Return, verbatim, the part of the listing below that opens with the line containing "Locate all instances of grey checkered" and closes with the line containing "[135,270,1007,810]", both lines included.
-- Start of Source records --
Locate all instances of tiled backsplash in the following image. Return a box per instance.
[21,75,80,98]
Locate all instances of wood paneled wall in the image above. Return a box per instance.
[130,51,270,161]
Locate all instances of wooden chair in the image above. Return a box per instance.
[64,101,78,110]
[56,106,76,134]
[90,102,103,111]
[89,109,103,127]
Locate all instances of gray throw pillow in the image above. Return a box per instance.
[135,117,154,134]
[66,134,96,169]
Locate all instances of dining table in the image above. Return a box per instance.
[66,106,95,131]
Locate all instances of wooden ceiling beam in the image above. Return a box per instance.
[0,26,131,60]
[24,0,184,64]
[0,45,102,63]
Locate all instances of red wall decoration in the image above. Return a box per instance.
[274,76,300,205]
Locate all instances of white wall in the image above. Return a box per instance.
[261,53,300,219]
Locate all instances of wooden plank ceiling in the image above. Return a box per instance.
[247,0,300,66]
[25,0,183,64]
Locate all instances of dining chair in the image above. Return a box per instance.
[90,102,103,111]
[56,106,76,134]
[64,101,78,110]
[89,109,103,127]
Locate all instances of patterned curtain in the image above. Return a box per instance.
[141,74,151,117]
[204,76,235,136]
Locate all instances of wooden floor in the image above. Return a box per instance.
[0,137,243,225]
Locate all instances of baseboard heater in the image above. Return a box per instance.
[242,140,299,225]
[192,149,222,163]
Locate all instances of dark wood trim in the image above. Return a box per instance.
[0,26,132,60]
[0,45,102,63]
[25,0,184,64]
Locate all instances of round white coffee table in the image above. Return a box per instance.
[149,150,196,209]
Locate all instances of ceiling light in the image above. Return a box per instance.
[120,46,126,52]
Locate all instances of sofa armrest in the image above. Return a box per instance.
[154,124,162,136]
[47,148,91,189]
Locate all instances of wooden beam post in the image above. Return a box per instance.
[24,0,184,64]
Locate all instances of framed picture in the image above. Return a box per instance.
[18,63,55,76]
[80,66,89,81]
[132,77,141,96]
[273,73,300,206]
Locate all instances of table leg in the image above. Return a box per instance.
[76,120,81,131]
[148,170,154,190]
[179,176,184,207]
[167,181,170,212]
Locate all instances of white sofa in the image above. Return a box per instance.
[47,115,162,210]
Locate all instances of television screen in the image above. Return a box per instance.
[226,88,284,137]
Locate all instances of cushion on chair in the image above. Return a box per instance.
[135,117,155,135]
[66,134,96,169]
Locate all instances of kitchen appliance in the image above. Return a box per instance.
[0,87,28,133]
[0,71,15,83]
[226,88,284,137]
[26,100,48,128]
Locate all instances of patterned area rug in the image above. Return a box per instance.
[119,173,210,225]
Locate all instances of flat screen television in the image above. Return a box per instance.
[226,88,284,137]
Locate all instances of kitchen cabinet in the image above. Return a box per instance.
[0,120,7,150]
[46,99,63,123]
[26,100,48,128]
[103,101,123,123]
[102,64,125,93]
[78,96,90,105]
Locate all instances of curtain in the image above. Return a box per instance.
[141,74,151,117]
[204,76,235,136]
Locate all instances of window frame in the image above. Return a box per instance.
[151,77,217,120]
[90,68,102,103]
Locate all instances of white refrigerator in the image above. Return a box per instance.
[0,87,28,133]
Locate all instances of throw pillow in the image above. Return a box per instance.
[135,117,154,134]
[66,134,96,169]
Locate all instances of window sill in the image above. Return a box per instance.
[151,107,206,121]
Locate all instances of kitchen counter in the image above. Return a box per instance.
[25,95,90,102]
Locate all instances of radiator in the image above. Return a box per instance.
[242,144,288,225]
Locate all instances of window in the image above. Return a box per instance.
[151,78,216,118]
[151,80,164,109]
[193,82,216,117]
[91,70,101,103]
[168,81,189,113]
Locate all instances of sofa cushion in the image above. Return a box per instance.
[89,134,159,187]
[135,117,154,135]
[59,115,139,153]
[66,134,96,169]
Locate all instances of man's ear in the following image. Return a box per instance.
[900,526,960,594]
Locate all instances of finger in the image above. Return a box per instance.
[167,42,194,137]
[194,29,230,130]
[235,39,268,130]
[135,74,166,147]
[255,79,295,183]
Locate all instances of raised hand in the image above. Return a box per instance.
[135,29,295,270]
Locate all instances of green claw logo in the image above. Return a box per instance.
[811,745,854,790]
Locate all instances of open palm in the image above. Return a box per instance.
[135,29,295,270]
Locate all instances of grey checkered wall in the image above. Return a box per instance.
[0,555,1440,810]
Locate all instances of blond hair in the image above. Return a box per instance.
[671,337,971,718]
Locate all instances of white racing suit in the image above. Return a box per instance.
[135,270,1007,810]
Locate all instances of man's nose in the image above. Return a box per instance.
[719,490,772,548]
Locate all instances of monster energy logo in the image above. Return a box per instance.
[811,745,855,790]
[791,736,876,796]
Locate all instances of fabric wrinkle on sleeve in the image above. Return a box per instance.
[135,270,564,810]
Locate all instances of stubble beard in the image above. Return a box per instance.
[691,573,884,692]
-- End of Source records --
-- Start of Source records --
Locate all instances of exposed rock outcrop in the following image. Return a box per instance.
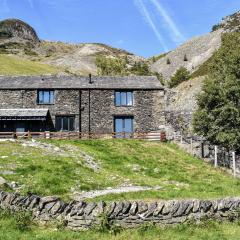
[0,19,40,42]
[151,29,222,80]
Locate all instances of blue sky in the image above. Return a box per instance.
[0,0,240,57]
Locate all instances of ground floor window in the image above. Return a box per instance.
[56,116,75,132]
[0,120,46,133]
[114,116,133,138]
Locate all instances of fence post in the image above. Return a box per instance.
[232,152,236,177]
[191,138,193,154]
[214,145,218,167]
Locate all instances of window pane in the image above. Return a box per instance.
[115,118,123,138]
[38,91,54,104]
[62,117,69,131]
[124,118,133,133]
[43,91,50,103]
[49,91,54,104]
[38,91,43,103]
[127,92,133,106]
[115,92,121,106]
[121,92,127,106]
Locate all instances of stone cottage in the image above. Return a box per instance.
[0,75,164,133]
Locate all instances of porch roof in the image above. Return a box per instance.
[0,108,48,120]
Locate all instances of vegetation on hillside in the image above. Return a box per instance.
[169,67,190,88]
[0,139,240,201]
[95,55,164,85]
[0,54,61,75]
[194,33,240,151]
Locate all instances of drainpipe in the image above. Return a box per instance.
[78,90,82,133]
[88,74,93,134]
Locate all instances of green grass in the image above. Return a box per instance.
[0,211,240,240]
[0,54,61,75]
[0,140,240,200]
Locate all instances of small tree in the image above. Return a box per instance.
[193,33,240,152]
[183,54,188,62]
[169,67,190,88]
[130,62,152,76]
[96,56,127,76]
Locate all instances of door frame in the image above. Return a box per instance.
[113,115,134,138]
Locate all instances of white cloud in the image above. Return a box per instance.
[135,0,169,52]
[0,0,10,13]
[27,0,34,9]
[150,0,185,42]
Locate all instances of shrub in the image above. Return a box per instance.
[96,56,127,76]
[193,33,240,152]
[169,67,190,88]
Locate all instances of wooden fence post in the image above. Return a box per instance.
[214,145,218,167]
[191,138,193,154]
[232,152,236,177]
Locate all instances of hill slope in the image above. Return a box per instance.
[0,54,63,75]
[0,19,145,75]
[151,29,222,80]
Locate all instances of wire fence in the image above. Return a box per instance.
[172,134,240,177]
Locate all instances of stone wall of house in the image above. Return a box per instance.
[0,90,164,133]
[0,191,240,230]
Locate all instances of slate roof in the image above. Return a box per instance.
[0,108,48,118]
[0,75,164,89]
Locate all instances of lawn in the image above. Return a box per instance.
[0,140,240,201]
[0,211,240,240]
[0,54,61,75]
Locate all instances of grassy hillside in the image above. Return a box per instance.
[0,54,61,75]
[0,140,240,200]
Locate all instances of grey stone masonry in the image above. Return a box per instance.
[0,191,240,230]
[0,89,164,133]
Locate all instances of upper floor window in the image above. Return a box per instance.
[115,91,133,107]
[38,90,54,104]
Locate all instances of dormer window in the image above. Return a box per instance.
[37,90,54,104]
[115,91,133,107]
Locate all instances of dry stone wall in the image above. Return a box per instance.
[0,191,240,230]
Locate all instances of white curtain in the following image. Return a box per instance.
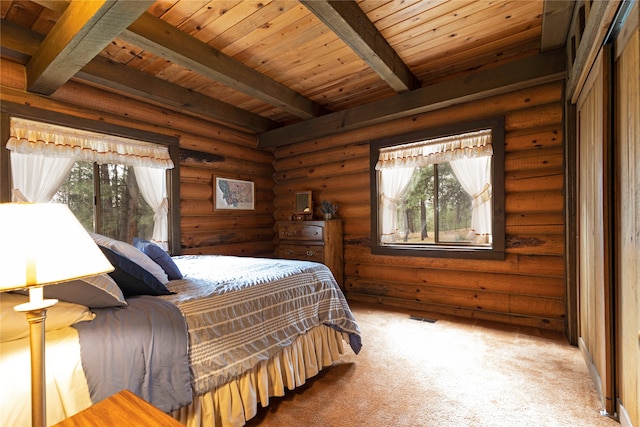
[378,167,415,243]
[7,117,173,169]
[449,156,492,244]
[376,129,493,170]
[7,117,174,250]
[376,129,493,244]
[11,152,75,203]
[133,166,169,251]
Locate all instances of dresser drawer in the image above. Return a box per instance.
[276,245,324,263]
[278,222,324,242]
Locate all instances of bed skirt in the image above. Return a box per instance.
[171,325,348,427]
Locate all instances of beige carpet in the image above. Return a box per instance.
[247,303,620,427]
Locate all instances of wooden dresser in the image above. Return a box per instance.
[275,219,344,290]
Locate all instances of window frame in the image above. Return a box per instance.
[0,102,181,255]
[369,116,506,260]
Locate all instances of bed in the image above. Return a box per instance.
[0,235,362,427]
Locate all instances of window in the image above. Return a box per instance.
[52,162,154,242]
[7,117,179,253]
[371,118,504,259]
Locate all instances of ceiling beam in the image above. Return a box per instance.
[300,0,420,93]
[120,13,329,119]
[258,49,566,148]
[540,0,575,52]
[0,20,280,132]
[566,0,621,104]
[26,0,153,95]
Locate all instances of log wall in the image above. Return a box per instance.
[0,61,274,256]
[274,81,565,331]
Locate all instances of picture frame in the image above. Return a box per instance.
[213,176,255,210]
-- End of Source records --
-- Start of Source records --
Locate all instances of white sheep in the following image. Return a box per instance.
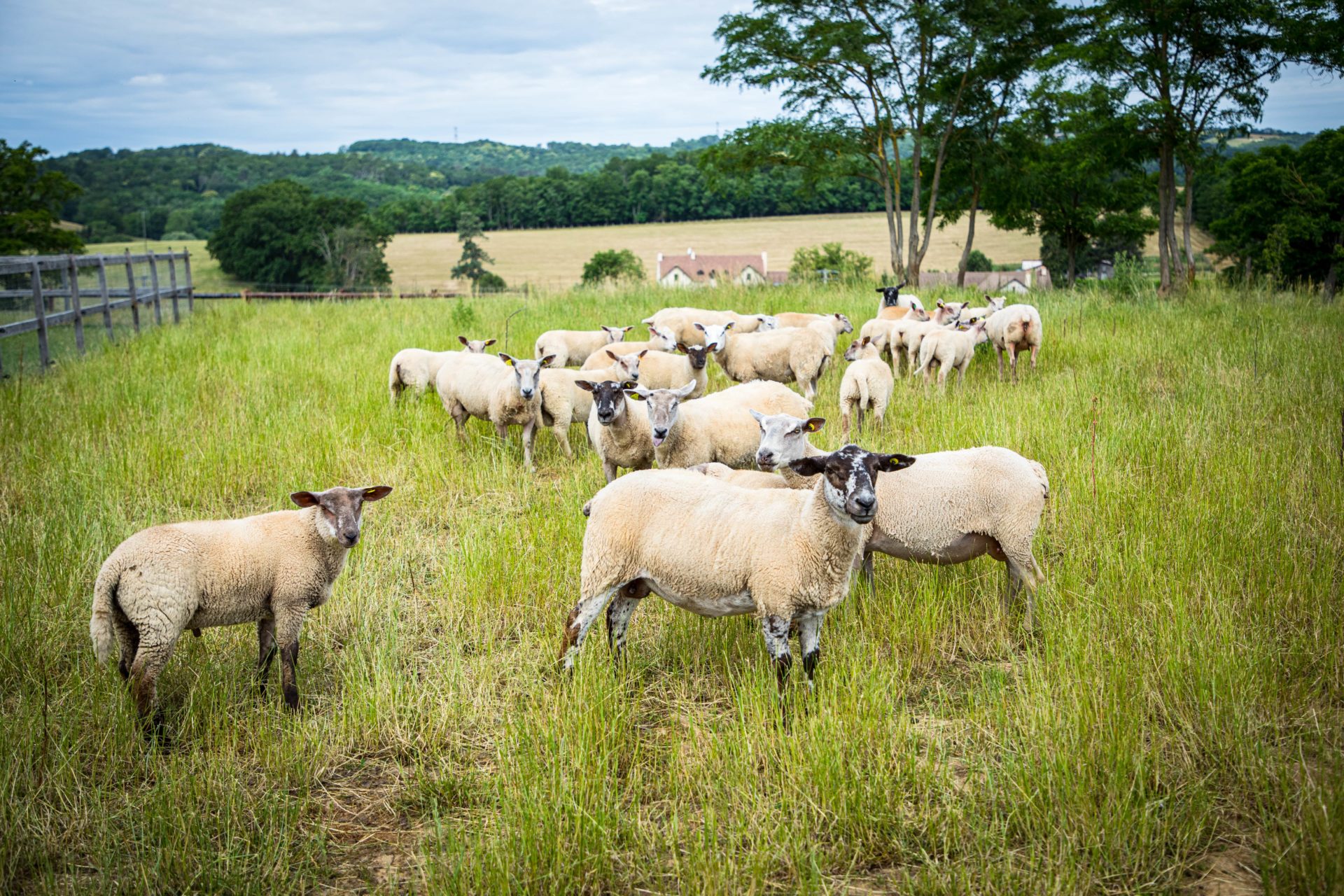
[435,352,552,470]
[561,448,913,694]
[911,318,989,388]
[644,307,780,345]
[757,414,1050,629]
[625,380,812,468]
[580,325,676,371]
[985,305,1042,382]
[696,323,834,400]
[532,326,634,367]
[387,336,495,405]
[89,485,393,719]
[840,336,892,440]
-- End of Source records --
Exercise response:
Locate all instances of grey checkered wall in the image above. Return a box per instance.
[0,555,1440,810]
Locate all instances of blond hair in the image above. Return a box per instance.
[671,337,971,718]
Locate all instances of white racing suit in the image above. Return a box per instance.
[135,270,1007,810]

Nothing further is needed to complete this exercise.